[Data extracted from a collection]
┏━━
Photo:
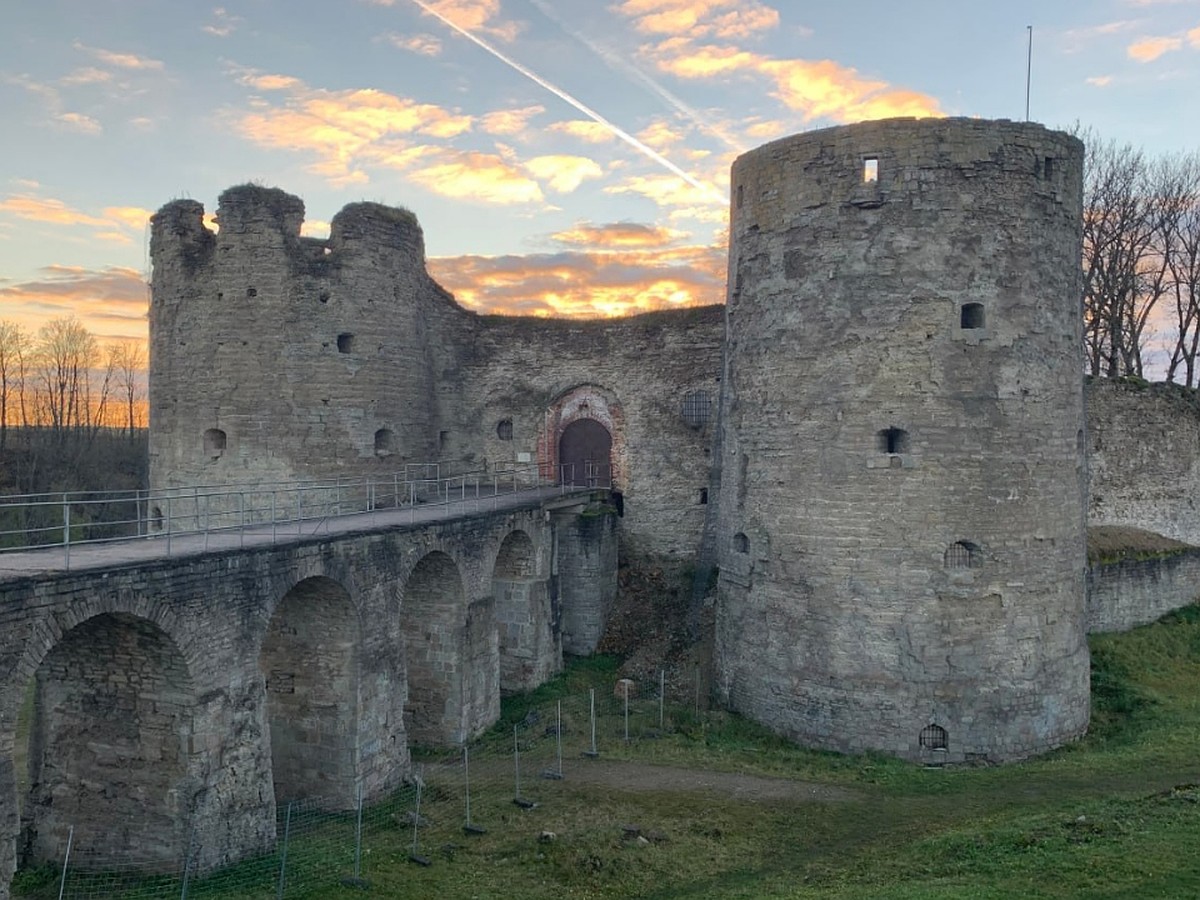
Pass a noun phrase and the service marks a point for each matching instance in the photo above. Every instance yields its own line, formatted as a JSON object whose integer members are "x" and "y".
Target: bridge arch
{"x": 310, "y": 664}
{"x": 528, "y": 648}
{"x": 451, "y": 655}
{"x": 109, "y": 717}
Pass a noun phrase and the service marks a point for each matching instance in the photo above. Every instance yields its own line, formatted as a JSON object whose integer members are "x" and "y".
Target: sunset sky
{"x": 565, "y": 157}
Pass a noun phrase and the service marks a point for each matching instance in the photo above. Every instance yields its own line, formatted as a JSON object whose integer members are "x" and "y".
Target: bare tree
{"x": 64, "y": 358}
{"x": 130, "y": 360}
{"x": 1120, "y": 292}
{"x": 13, "y": 348}
{"x": 1181, "y": 253}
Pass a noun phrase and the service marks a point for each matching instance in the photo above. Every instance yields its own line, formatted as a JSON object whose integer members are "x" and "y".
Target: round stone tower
{"x": 900, "y": 526}
{"x": 275, "y": 357}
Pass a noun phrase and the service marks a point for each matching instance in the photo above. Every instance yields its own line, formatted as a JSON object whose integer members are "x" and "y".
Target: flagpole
{"x": 1029, "y": 72}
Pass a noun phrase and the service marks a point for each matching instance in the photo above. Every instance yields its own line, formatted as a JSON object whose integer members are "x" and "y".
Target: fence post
{"x": 592, "y": 712}
{"x": 66, "y": 859}
{"x": 663, "y": 694}
{"x": 625, "y": 685}
{"x": 66, "y": 532}
{"x": 187, "y": 859}
{"x": 417, "y": 823}
{"x": 468, "y": 827}
{"x": 558, "y": 735}
{"x": 358, "y": 840}
{"x": 283, "y": 853}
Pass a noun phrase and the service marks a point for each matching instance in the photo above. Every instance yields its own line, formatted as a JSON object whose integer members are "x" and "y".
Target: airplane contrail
{"x": 648, "y": 151}
{"x": 616, "y": 61}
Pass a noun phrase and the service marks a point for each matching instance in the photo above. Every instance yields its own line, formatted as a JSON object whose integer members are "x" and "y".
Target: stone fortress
{"x": 880, "y": 438}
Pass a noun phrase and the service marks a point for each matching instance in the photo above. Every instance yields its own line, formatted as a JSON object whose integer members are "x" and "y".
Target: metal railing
{"x": 281, "y": 508}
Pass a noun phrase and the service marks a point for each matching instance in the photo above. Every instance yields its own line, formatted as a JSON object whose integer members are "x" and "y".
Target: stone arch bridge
{"x": 197, "y": 691}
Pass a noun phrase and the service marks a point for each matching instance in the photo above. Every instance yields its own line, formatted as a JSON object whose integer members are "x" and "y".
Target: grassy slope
{"x": 1116, "y": 815}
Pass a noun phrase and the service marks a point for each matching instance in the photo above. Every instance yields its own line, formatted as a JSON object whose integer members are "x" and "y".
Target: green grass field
{"x": 1116, "y": 815}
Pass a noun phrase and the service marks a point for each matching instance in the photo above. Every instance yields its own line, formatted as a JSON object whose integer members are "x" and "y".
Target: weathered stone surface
{"x": 275, "y": 357}
{"x": 1144, "y": 454}
{"x": 903, "y": 479}
{"x": 197, "y": 693}
{"x": 1128, "y": 593}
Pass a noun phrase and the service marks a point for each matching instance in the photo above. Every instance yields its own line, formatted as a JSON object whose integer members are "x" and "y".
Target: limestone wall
{"x": 275, "y": 357}
{"x": 1134, "y": 592}
{"x": 196, "y": 693}
{"x": 901, "y": 504}
{"x": 1144, "y": 454}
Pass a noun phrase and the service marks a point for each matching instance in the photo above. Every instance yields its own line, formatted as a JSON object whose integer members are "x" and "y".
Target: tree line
{"x": 1141, "y": 262}
{"x": 72, "y": 411}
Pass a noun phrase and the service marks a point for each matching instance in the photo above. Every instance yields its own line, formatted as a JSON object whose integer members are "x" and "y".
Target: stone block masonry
{"x": 275, "y": 357}
{"x": 901, "y": 501}
{"x": 197, "y": 693}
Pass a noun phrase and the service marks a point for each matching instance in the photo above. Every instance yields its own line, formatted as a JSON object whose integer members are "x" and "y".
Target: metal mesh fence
{"x": 537, "y": 757}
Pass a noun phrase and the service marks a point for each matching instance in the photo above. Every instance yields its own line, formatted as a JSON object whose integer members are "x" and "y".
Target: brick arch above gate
{"x": 585, "y": 402}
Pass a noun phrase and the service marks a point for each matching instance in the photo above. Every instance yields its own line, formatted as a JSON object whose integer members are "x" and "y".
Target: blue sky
{"x": 565, "y": 157}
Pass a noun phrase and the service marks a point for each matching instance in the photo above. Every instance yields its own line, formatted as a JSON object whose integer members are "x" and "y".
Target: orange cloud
{"x": 700, "y": 18}
{"x": 563, "y": 173}
{"x": 112, "y": 303}
{"x": 581, "y": 285}
{"x": 478, "y": 177}
{"x": 39, "y": 209}
{"x": 270, "y": 82}
{"x": 347, "y": 130}
{"x": 618, "y": 235}
{"x": 675, "y": 193}
{"x": 1147, "y": 49}
{"x": 129, "y": 216}
{"x": 815, "y": 89}
{"x": 315, "y": 228}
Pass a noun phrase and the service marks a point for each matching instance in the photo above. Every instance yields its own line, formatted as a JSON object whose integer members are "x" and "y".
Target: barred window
{"x": 696, "y": 408}
{"x": 934, "y": 737}
{"x": 963, "y": 555}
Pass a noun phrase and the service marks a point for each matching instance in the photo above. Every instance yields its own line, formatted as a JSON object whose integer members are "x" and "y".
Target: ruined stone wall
{"x": 274, "y": 357}
{"x": 1144, "y": 454}
{"x": 901, "y": 503}
{"x": 587, "y": 577}
{"x": 633, "y": 375}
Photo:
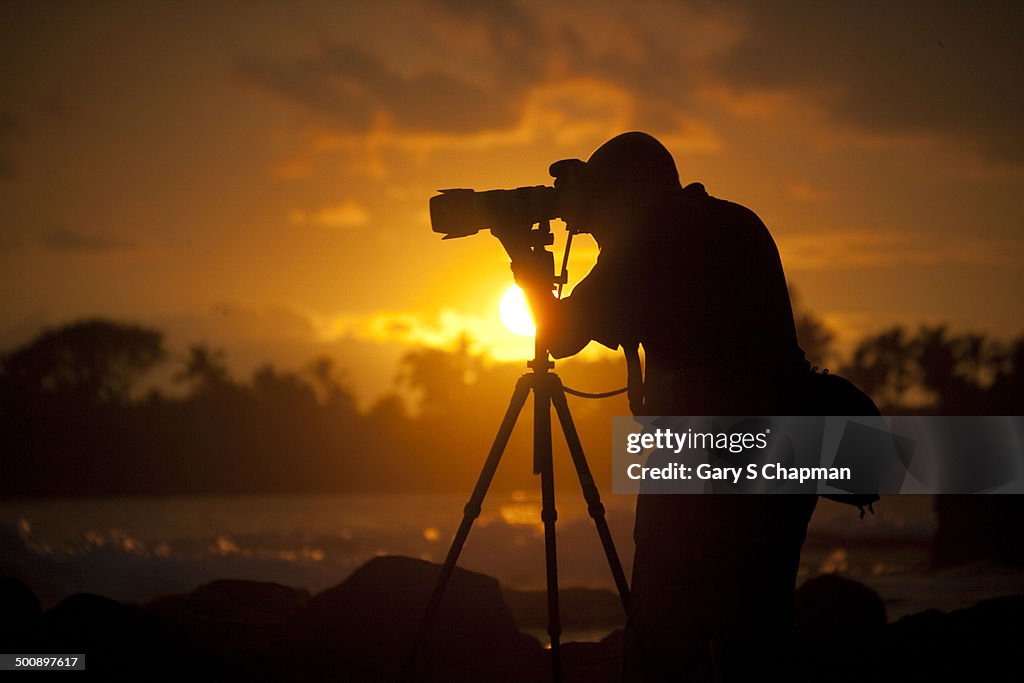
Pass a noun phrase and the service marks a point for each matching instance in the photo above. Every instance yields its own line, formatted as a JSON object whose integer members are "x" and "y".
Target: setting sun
┗━━
▸ **Try it**
Quote the entries above word for word. Leave the images out.

▸ **Exercise answer**
Photo:
Pass a noun phrase and the service marks a point for each matching instance in the photo above. Every instance yields its own line, formatted as a JSON object whose integer members are "x" and "y".
Target: bridge arch
{"x": 310, "y": 664}
{"x": 528, "y": 648}
{"x": 451, "y": 655}
{"x": 109, "y": 717}
Pass a noun phrase and the service marks a point for each matching instance in the photo above. Every instance yields its own line, formatted as a JSON object whose integer members are "x" and "y".
Target: sunset sky
{"x": 565, "y": 157}
Pass a noun phrase and the service marks a point for each matching instance in the photo above. Every instance yields its own line, formatted as a JSON object whose integer members are "x" and "y".
Target: bare tree
{"x": 64, "y": 358}
{"x": 130, "y": 360}
{"x": 1120, "y": 292}
{"x": 13, "y": 348}
{"x": 1181, "y": 253}
Pass a noun phrase and the service marks a point for each matching instance in the photo above. Every instance yields its own line, formatted as a JSON object whose integer members are "x" and "y".
Target: round stone tower
{"x": 900, "y": 526}
{"x": 275, "y": 357}
Pass a noun phrase and the service marks a point for each matching instance in the photo above. Every instance yields its own line, formatted as a JSON object whose integer members are "x" and "y".
Target: flagpole
{"x": 1029, "y": 72}
Pass a noun phrase and the service marks a point for each matching instance in the photo above. Every instance yields its own line, formatted as a JSON object whose integer members are "x" and "y".
Target: fence post
{"x": 592, "y": 712}
{"x": 66, "y": 859}
{"x": 663, "y": 694}
{"x": 625, "y": 685}
{"x": 66, "y": 532}
{"x": 187, "y": 859}
{"x": 417, "y": 823}
{"x": 468, "y": 827}
{"x": 558, "y": 735}
{"x": 358, "y": 840}
{"x": 283, "y": 853}
Pass a noun phrase and the service marks a point for each matching instance in the photo above. Every instance yields its own line, formatted as a JSON object whose integer members are "x" and "y".
Target: airplane contrail
{"x": 648, "y": 151}
{"x": 616, "y": 61}
Pass a noun phrase and the service marks a point for each matching instance in the photo above. Every instance yields its own line, formatted as a JSON object whose integer members are "x" and "y".
Target: stone fortress
{"x": 880, "y": 438}
Pass a noun phrase and the service marks a point for each matching instance in the photo above. Every instance yields its own line, formatted as a JSON object whose integer members are "x" and "y".
Target: metal railing
{"x": 281, "y": 508}
Pass a noun phrase and the service marks a point for each matching instance in the photo above. Every instance yields its own line, formatted as a JSON object whose integer members are "x" and "y".
Target: stone arch bridge
{"x": 197, "y": 691}
Pass a noun phrase and the service marks a point for each matching instance in the photo above. Every instance yields its own line, formatted as a JSON object whose integer members are "x" and "y".
Target: grassy slope
{"x": 1116, "y": 815}
Pass a noun phrase and the service marks a point for each matching instance in the photo above. Every instance yields its own line, formatted as a JSON object whose integer members are "x" and "y".
Target: green grass field
{"x": 1116, "y": 815}
Pass a noun phrase and the service marks a point for each matching instance in the photo above. Every instance yields its own line, formatted as a JSON object whose integer members are "x" and "y".
Target: weathered stone surface
{"x": 275, "y": 357}
{"x": 1144, "y": 454}
{"x": 903, "y": 479}
{"x": 197, "y": 693}
{"x": 1128, "y": 593}
Pass a noun phrase and the service marks a point for each matching instance in the photo above. Every instance yields its own line, formatted as a JSON object whose integer members are "x" and "y".
Target: limestone wall
{"x": 275, "y": 357}
{"x": 1134, "y": 592}
{"x": 196, "y": 693}
{"x": 901, "y": 504}
{"x": 1144, "y": 454}
Pass a noun phrase and the service marks a point for each matching instance in the photo above. Every instance yields its own line, formatted as a JSON object whose integer members are "x" and "y".
Target: tree line
{"x": 1141, "y": 262}
{"x": 72, "y": 411}
Pass a noun phrase and the service marks a point for each matching instance in the photo above. Every instance yields its own line, formatted as a JSON object whose integer members are "x" and "y".
Target: stone block masonry
{"x": 275, "y": 357}
{"x": 901, "y": 501}
{"x": 197, "y": 693}
Pass a noun phrase and the service marks a point for each matching instance in the photo above. Every instance yields its own line, formatted as a JSON object whose integer members are "x" and "y".
Target: metal mesh fence
{"x": 537, "y": 757}
Pass a noun phrase and the service marks a point for each matching instance in the photo above. Every instance yields its own line, formatted as a JSON object whose integer members are "x" and "y".
Target: brick arch above gate
{"x": 585, "y": 402}
Pass a noun phrase and the service marks a point for each matching instance in the photo above. Every instance yields its own line, formatted as a JSON object whose integer members are "x" and "y".
Target: blue sky
{"x": 565, "y": 157}
Pass a noun phrase and the service marks a point for each matching instance in the photo above. Every instance yields its own line, formatted as a JSON object whose integer members are "x" and "y".
Target: orange cloud
{"x": 700, "y": 18}
{"x": 563, "y": 173}
{"x": 112, "y": 303}
{"x": 581, "y": 285}
{"x": 478, "y": 177}
{"x": 39, "y": 209}
{"x": 270, "y": 82}
{"x": 347, "y": 130}
{"x": 618, "y": 235}
{"x": 675, "y": 193}
{"x": 1147, "y": 49}
{"x": 129, "y": 216}
{"x": 815, "y": 89}
{"x": 315, "y": 228}
Pass a noun phrase and the service marks a point for each matching instance in the photo above. Every instance yields its own line, formatted as a JSON object whose integer members are "x" and "y".
Target: barred window
{"x": 696, "y": 408}
{"x": 934, "y": 737}
{"x": 963, "y": 555}
Pass a noun phrase and the service marks a point for each matching instance in the photo above. Every instance yields its own line, formatted as a JSON object whose integer members are "x" and "y".
Target: ruined stone wall
{"x": 274, "y": 357}
{"x": 1144, "y": 454}
{"x": 901, "y": 503}
{"x": 587, "y": 577}
{"x": 633, "y": 375}
Photo:
Pass a noun phrase and the service marks a point for each matching instance in the photo above. Every instance yields its own line, formatted as a JSON object whose integer members are "x" and "y".
Target: setting sun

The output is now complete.